## start Text section
I don’t know how long this went on, but the last day it happened, she prayed over me. As she prayed, the “leviathan” came into her mind, and she rebuked this spirit by name.
My infant form relaxed and I slid down into her lap and then onto the floor. I immediately fell asleep and from that moment on, I never pushed her away again.
As a child, this story confused me. I saw the loving determination in my mother’s eyes as she retold this memory. In her mind, she had overcome a great obstacle for us. The result was that her baby was able to receive her love. I believe she wanted me to hear in this story how much she loved me.
So I tried to hear that, but I also felt ashamed. I also heard that I had been a broken and possibly demon possessed baby. My own body had behaved freakishly. What did that mean? What did that say about me? I couldn’t make sense of the story, so I rejected it. I listened to it like it wasn’t really me she was talking about. Even now, writing it down here, I question myself. The details I heard are concrete in my head, but when I try to share them, to shine a spotlight on them, they ghost into an accusation of insanity.
Did she really say all those things? Am I making this up?
In sharing this openly, I am calling myself out; to stop invalidating my own experiences and emotional responses.
As a child, this story of my infant self was just further proof that I, the “oriental adoptee” in a rural white community was not normal. Loved? Yes, but not normal. A gift from God? Yes, but something was wrong with me.
I had never been interested in baby dolls. Never wanted to babysit as a teen. Even when my husband and I got married we weren’t 100% sure we wanted kids. We’d wait and see how our lives unfolded. So, when we decided we did in fact want children of our own, I had a lot of learning to do about pregnancy, birth and babies. Which I tackled in my typical, overachieving academic fashion.
I learned my little womb-dweller was already becoming familiar with me. He knew my heartbeat and the sound of my voice. It was comforting as a first-time mommy to know those same, effortless things about me would comfort my child in the first few minutes and days of life on the outside. My breast tissue would regulate his body temperature. He would learn to recognize my scent. His familiarity with me would aid his transition.
God’s design in the birth process is amazing!
These weren’t tears of joy. Pregnancy hormones? It was deeper than tearing up at a puppy adoption commercial. Prenatal depression? I didn’t feel an overwhelming sense of hopelessness. It was just thinking about this particular aspect of birth that was different. There was sorrow here. When I finally connected the dots, I was shocked.
Was I really grieving something I experienced as a newborn? Is that even possible?
The day I was born I was held by my first mother. However, that afternoon she was gone. As I thought about that, I imagined myself as a vulnerable infant suddenly losing the reassurance of that familiar heartbeat, her gait, her voice.
Just a few months ago I learned research shows infants register this separation as trauma, coded into the nervous system. At one day old, I would have sensed that disruption and loss, even though I couldn’t understand it.
I suddenly remembered that story of resisting my adopted mother. This new perspective broke my heart. A profound sadness for my infant self replaced the sense of shame I had associated with this story.
I had not been a broken or possessed baby, I was overcoming some measure of trauma in losing my familiar mother. I had to adapt to life outside her and without her. Plus, I had to adapt to a new mother I didn’t recognize. This was extra stress that an infant is not supposed to have.
## end Text section
▸ **Short exercise 1**
According to the adoption essay, why did the writer's shame over the story of resisting the adoptive mother give way to sadness? Answer in one to three sentences.
▸ **Short exercise 2**
Return the passage of the adoption essay from "I learned my" to "aid his transition.", copied word for word.
▸ **Short exercise 3**
In the adoption essay, what familiar things about the first mother does the writer imagine the newborn suddenly losing? List them all.
The rows after this point come from a separate source, not from the adoption essay.
## start Extracted records
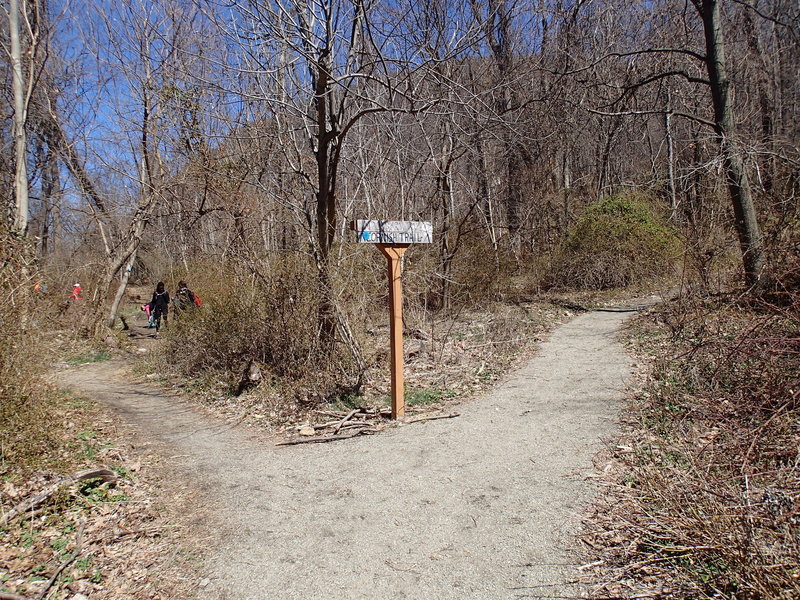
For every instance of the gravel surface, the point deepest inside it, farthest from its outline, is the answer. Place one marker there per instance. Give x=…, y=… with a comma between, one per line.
x=482, y=506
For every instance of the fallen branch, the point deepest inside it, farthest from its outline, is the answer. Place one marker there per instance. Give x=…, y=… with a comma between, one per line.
x=434, y=418
x=65, y=564
x=345, y=420
x=327, y=438
x=32, y=503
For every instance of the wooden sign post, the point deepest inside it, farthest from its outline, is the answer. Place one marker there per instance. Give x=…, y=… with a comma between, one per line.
x=393, y=238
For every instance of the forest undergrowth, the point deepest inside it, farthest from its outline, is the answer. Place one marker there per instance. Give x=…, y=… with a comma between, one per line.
x=702, y=496
x=79, y=510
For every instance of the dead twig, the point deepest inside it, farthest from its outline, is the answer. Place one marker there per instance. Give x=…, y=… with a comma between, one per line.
x=434, y=418
x=327, y=438
x=10, y=596
x=346, y=419
x=32, y=503
x=65, y=564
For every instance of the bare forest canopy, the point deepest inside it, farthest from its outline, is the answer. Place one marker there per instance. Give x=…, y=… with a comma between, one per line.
x=142, y=137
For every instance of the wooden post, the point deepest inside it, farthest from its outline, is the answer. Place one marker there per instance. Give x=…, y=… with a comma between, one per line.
x=393, y=254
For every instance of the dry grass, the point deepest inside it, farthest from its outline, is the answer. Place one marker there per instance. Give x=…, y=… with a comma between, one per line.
x=111, y=540
x=704, y=497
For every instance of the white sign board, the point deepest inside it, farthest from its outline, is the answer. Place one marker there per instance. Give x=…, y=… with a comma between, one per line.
x=394, y=232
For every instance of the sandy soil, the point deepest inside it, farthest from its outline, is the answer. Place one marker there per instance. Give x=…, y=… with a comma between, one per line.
x=483, y=506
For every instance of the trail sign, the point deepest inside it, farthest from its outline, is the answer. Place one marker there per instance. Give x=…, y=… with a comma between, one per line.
x=394, y=232
x=393, y=239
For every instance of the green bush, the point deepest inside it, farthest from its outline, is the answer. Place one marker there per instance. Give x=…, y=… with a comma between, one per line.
x=619, y=241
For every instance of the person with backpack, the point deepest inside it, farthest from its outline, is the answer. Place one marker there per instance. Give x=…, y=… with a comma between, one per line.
x=185, y=298
x=159, y=305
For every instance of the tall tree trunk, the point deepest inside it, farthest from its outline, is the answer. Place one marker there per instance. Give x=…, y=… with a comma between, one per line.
x=20, y=116
x=750, y=238
x=123, y=285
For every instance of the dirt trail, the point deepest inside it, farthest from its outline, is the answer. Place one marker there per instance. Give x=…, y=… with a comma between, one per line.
x=484, y=506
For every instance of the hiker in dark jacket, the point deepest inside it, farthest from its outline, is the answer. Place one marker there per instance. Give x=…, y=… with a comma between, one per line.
x=159, y=305
x=184, y=297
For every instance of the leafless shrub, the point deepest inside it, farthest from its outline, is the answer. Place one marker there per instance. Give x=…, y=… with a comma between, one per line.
x=24, y=431
x=708, y=496
x=619, y=241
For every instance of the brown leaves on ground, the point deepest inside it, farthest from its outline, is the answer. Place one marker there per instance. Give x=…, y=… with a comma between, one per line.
x=101, y=540
x=702, y=490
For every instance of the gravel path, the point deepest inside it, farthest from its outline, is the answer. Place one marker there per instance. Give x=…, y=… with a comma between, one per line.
x=483, y=506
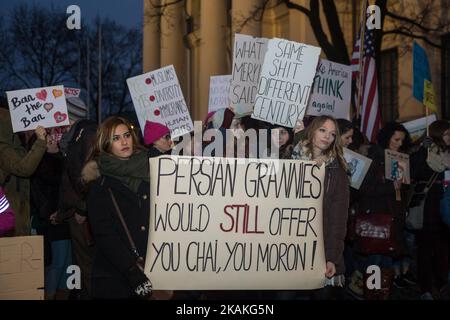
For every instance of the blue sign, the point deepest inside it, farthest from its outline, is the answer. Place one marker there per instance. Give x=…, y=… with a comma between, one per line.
x=421, y=71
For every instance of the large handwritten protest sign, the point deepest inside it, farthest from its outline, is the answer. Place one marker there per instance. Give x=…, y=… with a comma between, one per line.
x=218, y=223
x=285, y=82
x=157, y=97
x=219, y=87
x=22, y=268
x=331, y=90
x=31, y=108
x=248, y=56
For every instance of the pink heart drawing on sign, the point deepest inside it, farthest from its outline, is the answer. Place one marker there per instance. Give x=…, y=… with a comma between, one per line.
x=42, y=95
x=59, y=117
x=48, y=106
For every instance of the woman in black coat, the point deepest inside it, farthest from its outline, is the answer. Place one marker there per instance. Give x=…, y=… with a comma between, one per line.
x=118, y=168
x=433, y=239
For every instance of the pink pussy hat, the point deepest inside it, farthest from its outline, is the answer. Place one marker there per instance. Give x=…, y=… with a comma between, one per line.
x=153, y=131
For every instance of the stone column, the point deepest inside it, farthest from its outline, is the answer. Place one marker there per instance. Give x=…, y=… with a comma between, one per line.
x=151, y=50
x=241, y=10
x=173, y=50
x=213, y=48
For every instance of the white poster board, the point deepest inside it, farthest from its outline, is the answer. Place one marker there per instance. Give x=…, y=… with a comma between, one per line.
x=35, y=107
x=218, y=223
x=397, y=166
x=285, y=82
x=219, y=87
x=248, y=57
x=157, y=97
x=358, y=165
x=418, y=128
x=22, y=268
x=331, y=91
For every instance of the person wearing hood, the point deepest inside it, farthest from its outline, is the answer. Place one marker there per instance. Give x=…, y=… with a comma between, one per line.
x=433, y=239
x=380, y=195
x=16, y=166
x=321, y=143
x=118, y=203
x=157, y=137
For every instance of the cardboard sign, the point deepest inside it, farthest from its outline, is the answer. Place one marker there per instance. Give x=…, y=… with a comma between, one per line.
x=228, y=223
x=397, y=166
x=157, y=97
x=331, y=90
x=285, y=82
x=37, y=107
x=418, y=128
x=72, y=92
x=358, y=165
x=219, y=87
x=22, y=268
x=248, y=57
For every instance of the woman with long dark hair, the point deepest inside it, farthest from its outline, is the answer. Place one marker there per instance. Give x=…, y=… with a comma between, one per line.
x=433, y=239
x=118, y=177
x=321, y=143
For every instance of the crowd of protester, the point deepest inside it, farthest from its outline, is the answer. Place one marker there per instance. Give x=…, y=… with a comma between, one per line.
x=88, y=195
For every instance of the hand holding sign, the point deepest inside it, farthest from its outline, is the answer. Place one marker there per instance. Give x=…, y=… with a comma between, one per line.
x=41, y=133
x=31, y=108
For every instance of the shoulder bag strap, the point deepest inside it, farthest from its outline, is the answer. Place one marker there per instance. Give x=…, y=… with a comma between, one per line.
x=431, y=182
x=122, y=220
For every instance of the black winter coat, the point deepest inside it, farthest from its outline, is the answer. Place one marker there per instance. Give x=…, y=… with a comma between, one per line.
x=421, y=173
x=378, y=196
x=115, y=274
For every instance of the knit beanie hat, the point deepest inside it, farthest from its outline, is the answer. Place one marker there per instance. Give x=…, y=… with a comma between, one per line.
x=223, y=118
x=153, y=131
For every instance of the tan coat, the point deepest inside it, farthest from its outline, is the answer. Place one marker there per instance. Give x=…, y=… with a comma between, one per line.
x=18, y=165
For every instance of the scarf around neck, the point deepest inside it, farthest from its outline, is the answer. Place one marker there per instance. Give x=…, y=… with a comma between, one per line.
x=131, y=172
x=300, y=152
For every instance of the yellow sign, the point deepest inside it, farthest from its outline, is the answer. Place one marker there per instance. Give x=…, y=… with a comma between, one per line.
x=428, y=96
## end Extracted records
▸ **Exercise response 1**
The writer had been held by the first mother on the day of birth, lost her that same afternoon, and later learned that infants register this kind of separation as trauma. Seen this way, the baby had not been broken or possessed but was overcoming that loss while adapting to a new mother the baby didn't recognize.

▸ **Exercise response 2**
I learned my little womb-dweller was already becoming familiar with me. He knew my heartbeat and the sound of my voice. It was comforting as a first-time mommy to know those same, effortless things about me would comfort my child in the first few minutes and days of life on the outside. My breast tissue would regulate his body temperature. He would learn to recognize my scent. His familiarity with me would aid his transition.

▸ **Exercise response 3**
- Her heartbeat
- Her gait
- Her voice